Location identification items:
§ §

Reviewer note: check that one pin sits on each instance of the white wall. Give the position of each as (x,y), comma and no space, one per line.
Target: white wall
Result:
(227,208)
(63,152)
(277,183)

§ §

Requirement
Update the listing above so that every "white wall" reads "gray wall", keeping everything else the same.

Answer to the task
Reviewer note: check that one pin sits on each instance of the gray wall. Give the position of each as (x,y), comma and no space, one per line.
Target: gray wall
Result:
(227,208)
(63,152)
(277,183)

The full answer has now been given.